**Exercise objective:** The full set of records must be set down verbatim.

**Records drawn from a dataset:**

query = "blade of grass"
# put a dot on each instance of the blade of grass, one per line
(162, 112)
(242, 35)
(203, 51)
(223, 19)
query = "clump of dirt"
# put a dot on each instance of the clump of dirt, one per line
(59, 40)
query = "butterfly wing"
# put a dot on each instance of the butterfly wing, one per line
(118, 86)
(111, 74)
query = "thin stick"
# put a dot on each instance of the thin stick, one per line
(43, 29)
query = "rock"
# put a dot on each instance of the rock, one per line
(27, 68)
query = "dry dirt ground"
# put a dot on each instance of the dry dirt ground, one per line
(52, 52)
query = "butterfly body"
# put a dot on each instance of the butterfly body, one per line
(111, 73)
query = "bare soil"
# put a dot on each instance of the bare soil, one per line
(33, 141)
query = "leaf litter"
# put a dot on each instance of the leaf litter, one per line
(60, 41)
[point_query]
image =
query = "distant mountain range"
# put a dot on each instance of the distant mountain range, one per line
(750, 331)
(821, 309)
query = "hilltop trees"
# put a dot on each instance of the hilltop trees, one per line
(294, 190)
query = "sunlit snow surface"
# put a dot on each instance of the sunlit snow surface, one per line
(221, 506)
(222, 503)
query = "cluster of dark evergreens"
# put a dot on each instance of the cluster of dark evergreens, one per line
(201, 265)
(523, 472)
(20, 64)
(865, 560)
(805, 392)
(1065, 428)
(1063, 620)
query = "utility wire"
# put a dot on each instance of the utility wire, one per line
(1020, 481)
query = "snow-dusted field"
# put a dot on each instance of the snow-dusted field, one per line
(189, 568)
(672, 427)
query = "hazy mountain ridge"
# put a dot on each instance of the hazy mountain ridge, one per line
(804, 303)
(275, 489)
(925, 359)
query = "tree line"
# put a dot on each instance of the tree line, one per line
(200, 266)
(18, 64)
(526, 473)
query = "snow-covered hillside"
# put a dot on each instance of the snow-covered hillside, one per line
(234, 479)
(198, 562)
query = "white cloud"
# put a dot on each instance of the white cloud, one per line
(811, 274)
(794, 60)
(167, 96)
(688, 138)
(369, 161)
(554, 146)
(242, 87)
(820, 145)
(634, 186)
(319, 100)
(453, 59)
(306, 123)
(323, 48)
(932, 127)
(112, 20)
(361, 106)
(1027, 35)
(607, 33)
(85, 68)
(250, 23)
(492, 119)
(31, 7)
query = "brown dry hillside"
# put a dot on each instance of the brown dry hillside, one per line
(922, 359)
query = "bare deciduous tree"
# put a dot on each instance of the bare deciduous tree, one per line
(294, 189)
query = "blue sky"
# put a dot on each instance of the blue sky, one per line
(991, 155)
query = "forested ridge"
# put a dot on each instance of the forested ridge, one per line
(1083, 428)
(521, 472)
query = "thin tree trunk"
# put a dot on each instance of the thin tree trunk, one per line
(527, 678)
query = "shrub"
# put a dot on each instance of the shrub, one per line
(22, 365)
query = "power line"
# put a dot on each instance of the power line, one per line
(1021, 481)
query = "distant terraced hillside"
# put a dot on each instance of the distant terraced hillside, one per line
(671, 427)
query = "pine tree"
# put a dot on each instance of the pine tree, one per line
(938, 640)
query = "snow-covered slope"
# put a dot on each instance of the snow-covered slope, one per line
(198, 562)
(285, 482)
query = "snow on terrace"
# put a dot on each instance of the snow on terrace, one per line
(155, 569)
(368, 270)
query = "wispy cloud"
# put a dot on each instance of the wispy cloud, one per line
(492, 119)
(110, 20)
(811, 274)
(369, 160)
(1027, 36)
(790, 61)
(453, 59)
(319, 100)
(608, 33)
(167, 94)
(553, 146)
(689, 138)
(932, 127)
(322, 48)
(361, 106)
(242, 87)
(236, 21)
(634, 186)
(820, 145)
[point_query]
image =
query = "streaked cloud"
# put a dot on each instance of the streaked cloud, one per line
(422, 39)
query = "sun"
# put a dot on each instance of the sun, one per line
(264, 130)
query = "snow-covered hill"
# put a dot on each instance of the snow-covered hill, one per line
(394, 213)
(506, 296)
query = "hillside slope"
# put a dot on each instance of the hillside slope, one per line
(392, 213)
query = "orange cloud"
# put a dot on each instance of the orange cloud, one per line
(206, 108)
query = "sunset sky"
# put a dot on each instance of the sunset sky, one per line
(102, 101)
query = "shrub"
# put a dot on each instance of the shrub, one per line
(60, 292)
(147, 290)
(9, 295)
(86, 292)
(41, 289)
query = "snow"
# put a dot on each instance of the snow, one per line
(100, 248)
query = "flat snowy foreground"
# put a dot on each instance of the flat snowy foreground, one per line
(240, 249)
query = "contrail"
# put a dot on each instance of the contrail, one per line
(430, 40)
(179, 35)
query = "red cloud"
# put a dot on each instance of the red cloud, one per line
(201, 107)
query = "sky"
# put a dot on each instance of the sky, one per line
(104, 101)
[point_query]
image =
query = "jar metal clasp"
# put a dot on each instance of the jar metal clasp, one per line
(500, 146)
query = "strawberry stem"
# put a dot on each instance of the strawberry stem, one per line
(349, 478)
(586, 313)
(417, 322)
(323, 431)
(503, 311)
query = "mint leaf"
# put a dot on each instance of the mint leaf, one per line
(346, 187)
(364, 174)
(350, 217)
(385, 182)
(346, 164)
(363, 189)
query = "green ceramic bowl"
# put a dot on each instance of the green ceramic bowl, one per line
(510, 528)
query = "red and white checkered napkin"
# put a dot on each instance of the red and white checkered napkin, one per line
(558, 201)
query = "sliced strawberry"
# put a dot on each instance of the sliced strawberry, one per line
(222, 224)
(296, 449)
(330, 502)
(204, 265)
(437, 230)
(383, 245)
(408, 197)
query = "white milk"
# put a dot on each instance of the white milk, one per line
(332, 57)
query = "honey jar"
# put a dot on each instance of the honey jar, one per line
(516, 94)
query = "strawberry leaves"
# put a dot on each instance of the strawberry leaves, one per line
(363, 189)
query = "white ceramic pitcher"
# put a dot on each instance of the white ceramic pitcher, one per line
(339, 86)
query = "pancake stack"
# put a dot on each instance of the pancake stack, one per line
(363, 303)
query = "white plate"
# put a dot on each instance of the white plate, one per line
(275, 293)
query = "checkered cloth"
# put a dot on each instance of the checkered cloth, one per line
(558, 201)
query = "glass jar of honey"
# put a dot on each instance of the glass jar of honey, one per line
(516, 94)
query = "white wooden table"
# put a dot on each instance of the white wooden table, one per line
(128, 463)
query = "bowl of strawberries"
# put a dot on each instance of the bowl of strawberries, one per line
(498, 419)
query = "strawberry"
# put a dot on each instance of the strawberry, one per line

**Answer to the problem:**
query = "blade of grass"
# put a dot on each instance of the blade of grass, one per line
(162, 112)
(242, 35)
(203, 51)
(223, 19)
query = "clump of dirt"
# put a dot on each instance of the clump of dirt, one per line
(59, 40)
query = "butterfly wing"
# put a dot on each instance of the butterfly wing, one per line
(118, 86)
(111, 74)
query = "thin stick"
# put a dot on each instance of the thin stick, one per line
(43, 29)
query = "rock"
# put a dot on each instance of the rock, one per line
(27, 68)
query = "dry dirt ground"
# put a dot on each instance of the dry dirt ground, one per line
(52, 52)
query = "butterfly body"
# put a dot on each instance of the butterfly body, one per line
(111, 73)
query = "bare soil"
# put a dot on each instance of the bare soil, one per line
(33, 141)
query = "leaf litter"
# put a dot on each instance of the leaf litter, one per line
(60, 41)
[point_query]
image =
query = "distant mountain range"
# put a dot on each instance of the distant mountain range, one per line
(750, 331)
(821, 309)
query = "hilltop trees"
# put a dot on each instance of the hilltop trees, one per line
(294, 190)
query = "sunlit snow surface"
# put a dot on each instance of the sunlit snow surface, one per line
(221, 506)
(222, 503)
query = "cluster of dark evergreens"
# put a dot on each instance of the cluster of dark evergreens, one per line
(201, 265)
(523, 472)
(20, 64)
(865, 560)
(805, 392)
(1065, 428)
(1063, 620)
query = "utility wire"
# put a dot on each instance of the utility wire, one per line
(1020, 481)
query = "snow-dusted field"
# put a dot on each instance of the snow-dusted field, one per line
(189, 568)
(672, 427)
query = "hazy mountain ridge"
# put a dot on each instance of the hazy mountain ridge, one per line
(804, 303)
(275, 489)
(925, 359)
query = "tree line"
# put a dot on each instance of the tree line, one per line
(200, 266)
(18, 64)
(526, 473)
query = "snow-covered hillside"
# put a dot on each instance of the snow-covered hillside, one per line
(234, 479)
(198, 562)
query = "white cloud"
# put a dot on each instance of the white cloud, one per line
(811, 274)
(794, 60)
(167, 96)
(688, 138)
(369, 161)
(554, 146)
(242, 87)
(820, 145)
(634, 186)
(319, 100)
(453, 59)
(306, 123)
(323, 48)
(932, 127)
(112, 20)
(361, 106)
(1027, 35)
(607, 33)
(85, 68)
(250, 23)
(492, 119)
(31, 7)
query = "brown dry hillside"
# put a dot on each instance of the brown dry hillside, one per line
(922, 359)
query = "bare deciduous tree"
# put a dot on each instance of the bare deciduous tree, one per line
(294, 189)
query = "blue sky"
# put a dot on each instance of the blue sky, one per line
(991, 155)
query = "forested ridge"
# put a dot on each instance of the forested ridge, one per line
(1083, 428)
(521, 472)
query = "thin tree trunk"
# put a dot on each instance of the thin tree trunk, one per line
(527, 678)
query = "shrub"
# put a dot on each instance of the shrub, one per line
(22, 365)
query = "power line"
# put a dot on each instance of the power line, one per line
(1021, 481)
query = "distant terraced hillside"
# put a dot on each instance of the distant terraced hillside, one per line
(671, 427)
query = "pine tree"
# put a dot on each instance of the pine tree, one per line
(938, 640)
query = "snow-covered slope"
# put a dot on each instance of the snow-covered slope, one per line
(198, 562)
(285, 482)
query = "snow on terrace"
# put a dot on each instance of the snow on terrace, one per line
(155, 569)
(368, 270)
query = "wispy cloud"
# put a dot on each instance of the wispy cloud, one per line
(492, 119)
(110, 20)
(811, 274)
(369, 160)
(1027, 36)
(790, 61)
(453, 59)
(319, 100)
(608, 33)
(167, 94)
(553, 146)
(689, 138)
(932, 127)
(322, 48)
(361, 106)
(242, 87)
(236, 21)
(634, 186)
(820, 145)
[point_query]
image =
query = "streaked cloud"
# put a dot on each instance of the streaked cloud, one per line
(422, 39)
query = "sun"
# put a dot on each instance of the sun, one per line
(264, 130)
query = "snow-covered hill"
# put a dot on each instance of the snow-covered hill, one per line
(394, 213)
(506, 296)
query = "hillside slope"
# put a dot on each instance of the hillside slope, one per line
(392, 213)
query = "orange cloud"
# put a dot on each instance of the orange cloud, one per line
(206, 108)
query = "sunset sky"
# put a dot on each instance of the sunset sky, one per line
(102, 101)
query = "shrub"
# put a dot on each instance of the shrub, one per line
(60, 292)
(147, 290)
(9, 295)
(86, 292)
(41, 289)
query = "snow"
# put a dot on each instance of the snow, one per line
(100, 248)
query = "flat snowy foreground"
# put a dot on each instance of the flat snowy foreground, one per line
(240, 249)
query = "contrail"
# put a dot on each instance of the contrail, one per line
(430, 40)
(179, 35)
query = "red cloud"
# put a dot on each instance of the red cloud, one per line
(201, 107)
query = "sky"
# put a dot on each instance of the sky, one per line
(104, 101)
[point_query]
image =
query = "jar metal clasp"
# put a dot on each instance of the jar metal clasp, one per line
(500, 146)
query = "strawberry stem"
# put a dot on each instance of the strawberry stem, one per line
(349, 478)
(586, 313)
(417, 322)
(323, 431)
(503, 311)
query = "mint leaf"
# put a dot on each instance of the mint leaf, one per line
(346, 187)
(364, 174)
(350, 217)
(385, 182)
(346, 164)
(363, 189)
query = "green ceramic bowl"
# put a dot on each instance of the green ceramic bowl, one per line
(510, 528)
query = "red and white checkered napkin"
# put a dot on each instance of the red and white checkered napkin, one per line
(558, 201)
query = "sliced strawberry"
# put a dot on each instance of the sliced strawberry, one per line
(222, 224)
(296, 449)
(330, 502)
(204, 265)
(437, 230)
(383, 245)
(408, 197)
query = "white milk"
# put a dot on each instance of the white milk, one per line
(332, 57)
query = "honey jar"
# put a dot on each instance of the honey jar, one per line
(516, 94)
query = "strawberry leaves"
# put a dot on each instance of the strawberry leaves, one per line
(363, 189)
query = "white ceramic pitcher"
# put a dot on each instance of the white ceramic pitcher, one per line
(339, 86)
query = "pancake stack"
# put a dot on each instance of the pancake stack, one per line
(363, 303)
query = "white plate"
# put a dot on each instance of the white plate, one per line
(275, 293)
query = "checkered cloth"
# put a dot on each instance of the checkered cloth, one per line
(558, 201)
query = "glass jar of honey"
# put a dot on each instance of the glass jar of honey, one per line
(516, 94)
query = "white wooden table"
# put a dot on each instance of the white wooden table, one per line
(128, 463)
query = "bowl of strawberries"
# put a dot on each instance of the bowl of strawberries, one per line
(498, 419)
query = "strawberry"
# put a dot on each instance of the strawberry, one per line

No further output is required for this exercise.